WHAT YOU ARE ASKED TO DO: Extract the entries in their exact form.

(Pointing records)
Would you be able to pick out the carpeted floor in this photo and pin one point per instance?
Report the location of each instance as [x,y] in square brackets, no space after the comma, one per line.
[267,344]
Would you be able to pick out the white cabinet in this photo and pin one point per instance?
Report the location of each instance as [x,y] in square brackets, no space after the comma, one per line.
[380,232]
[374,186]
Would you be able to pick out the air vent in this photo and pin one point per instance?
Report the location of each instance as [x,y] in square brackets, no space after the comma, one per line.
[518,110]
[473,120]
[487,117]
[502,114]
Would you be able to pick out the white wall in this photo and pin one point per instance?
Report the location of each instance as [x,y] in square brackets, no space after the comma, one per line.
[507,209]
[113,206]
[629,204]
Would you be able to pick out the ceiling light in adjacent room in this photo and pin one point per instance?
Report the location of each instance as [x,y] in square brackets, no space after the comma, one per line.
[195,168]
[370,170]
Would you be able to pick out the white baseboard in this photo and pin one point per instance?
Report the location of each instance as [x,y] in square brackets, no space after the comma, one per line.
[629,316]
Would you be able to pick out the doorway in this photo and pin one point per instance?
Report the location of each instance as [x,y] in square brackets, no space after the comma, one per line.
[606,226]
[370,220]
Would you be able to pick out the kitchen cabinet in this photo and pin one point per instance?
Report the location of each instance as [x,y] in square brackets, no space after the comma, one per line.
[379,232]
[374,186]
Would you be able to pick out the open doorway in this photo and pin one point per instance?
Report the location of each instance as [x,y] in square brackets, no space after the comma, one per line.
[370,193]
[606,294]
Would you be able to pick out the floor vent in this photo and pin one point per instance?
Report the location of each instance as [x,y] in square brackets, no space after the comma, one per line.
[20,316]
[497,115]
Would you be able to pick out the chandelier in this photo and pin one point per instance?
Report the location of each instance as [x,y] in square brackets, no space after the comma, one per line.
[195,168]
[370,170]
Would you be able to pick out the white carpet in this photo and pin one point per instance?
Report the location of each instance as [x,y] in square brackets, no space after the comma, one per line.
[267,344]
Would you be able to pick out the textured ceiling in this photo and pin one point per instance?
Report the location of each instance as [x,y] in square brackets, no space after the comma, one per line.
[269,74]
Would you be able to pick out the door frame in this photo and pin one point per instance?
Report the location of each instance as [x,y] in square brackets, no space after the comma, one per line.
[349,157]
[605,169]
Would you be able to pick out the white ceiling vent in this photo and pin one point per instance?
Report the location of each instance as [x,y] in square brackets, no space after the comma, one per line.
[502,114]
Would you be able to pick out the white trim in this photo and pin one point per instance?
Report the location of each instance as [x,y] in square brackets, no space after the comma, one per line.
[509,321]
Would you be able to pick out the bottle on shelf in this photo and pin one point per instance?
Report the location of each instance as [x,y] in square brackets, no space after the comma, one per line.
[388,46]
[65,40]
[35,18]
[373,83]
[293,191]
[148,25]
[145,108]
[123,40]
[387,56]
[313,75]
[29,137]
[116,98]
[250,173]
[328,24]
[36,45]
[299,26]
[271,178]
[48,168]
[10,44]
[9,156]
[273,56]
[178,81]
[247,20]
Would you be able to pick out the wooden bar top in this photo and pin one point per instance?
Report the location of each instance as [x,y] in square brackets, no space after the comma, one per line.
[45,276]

EXERCISE RESPONSE:
Would you be able to pick out the carpeted floor in this photo and pin one point per instance?
Report the location of each instance as [x,y] in square brackets, no space after the comma, one per line.
[267,344]
Would you be able to pick out the white cabinet in this photo and pin one point per instance?
Report the location of each instance as [x,y] in square brackets, no space after the comma, one per line.
[380,232]
[374,186]
Would you be able to pick out the air vent in this photo and pin one point per instance?
Report the location of each instance as [x,y] in square brackets, no space after the comma, one per line.
[518,110]
[473,120]
[487,117]
[502,114]
Would you be able to pick out the white wall in this photo and pin one point per instance?
Report the location of each instance as [x,y] in square brackets, no space after the comma, one per line.
[507,209]
[113,206]
[629,204]
Would you be able to pick out the ceiling light in adjacent room in this photo and pin one point per instance?
Report the location of each instance as [x,y] in square brackets, no space after the comma, one per line.
[195,168]
[370,170]
Would you be able to pick out the white baseboard in this photo and pin one point per instance?
Report the location of each instance as [x,y] in square brackets, no space after the comma, one per line.
[629,316]
Would you be able to pick out the doorway in this photo and pin one point per instance?
Report the location of each instance as [x,y] in square brackets, no space after the comma, one per line.
[606,226]
[370,220]
Would you be able to pick out the kitchen cabinet in this photo and pin one point per instance?
Report the location of each instance as [x,y] in square brackets, no space after the comma, one per line.
[379,232]
[374,186]
Would you be able to pick out the open doorway in this photo and pin one point per instance?
Report the location of each instance as [x,y] in square brackets, no space after the comma, one per line.
[370,193]
[606,294]
Would you be able to pick out the floor vent in this photo and pin one point per instance?
Report the location of each instance as [x,y] in square brackets, no space after the comma, one per line.
[20,316]
[497,115]
Would you be able to pick out the chandelier in this photo and pin one point per instance?
Report the location of each instance as [x,y] in square brackets, no space after the comma, one per line.
[195,168]
[370,170]
Would you be able to pick out the white carpet in this photo and pin one point per instance?
Report the location of each instance as [x,y] in square brackets, no space after the comma, one per line.
[267,344]
Would you be able to pick out the textured ceiling in this photo and pin one point per instance?
Report the location of each instance as [x,y] in square brackets, no space after the comma, one per line.
[269,74]
Would you be able to pick out the door frame in this photo and pin one point per instance?
Report the location of each instance as [x,y] in square brackets, no space after the comma, one per line.
[349,157]
[605,169]
Would you be able to pick out the white ceiling vent in this photo and pin one point per instance?
Report the location of each instance as [x,y] in square brackets, no space after the comma, one per line.
[502,114]
Would you be able to pick out the white trim in this photo and pin one point per instance?
Report the location of each instance as [x,y] in square brackets, no space after the comma, one per line.
[509,321]
Would you be able to pick out the bottle on shelf in this photo and pin one point per instance?
Report the location of each instance as [x,y] in square brackets, no space after the comma, one per line.
[388,46]
[65,40]
[35,18]
[373,83]
[293,191]
[148,25]
[145,108]
[123,40]
[387,56]
[313,75]
[29,137]
[116,98]
[250,173]
[328,24]
[36,45]
[299,26]
[271,178]
[48,168]
[10,44]
[9,156]
[273,56]
[178,81]
[247,20]
Would you be able to pick out the wooden bar top in this photo and pin one point per instance?
Report the location of each instance as [x,y] in square brackets, no space after the comma, one per line.
[45,276]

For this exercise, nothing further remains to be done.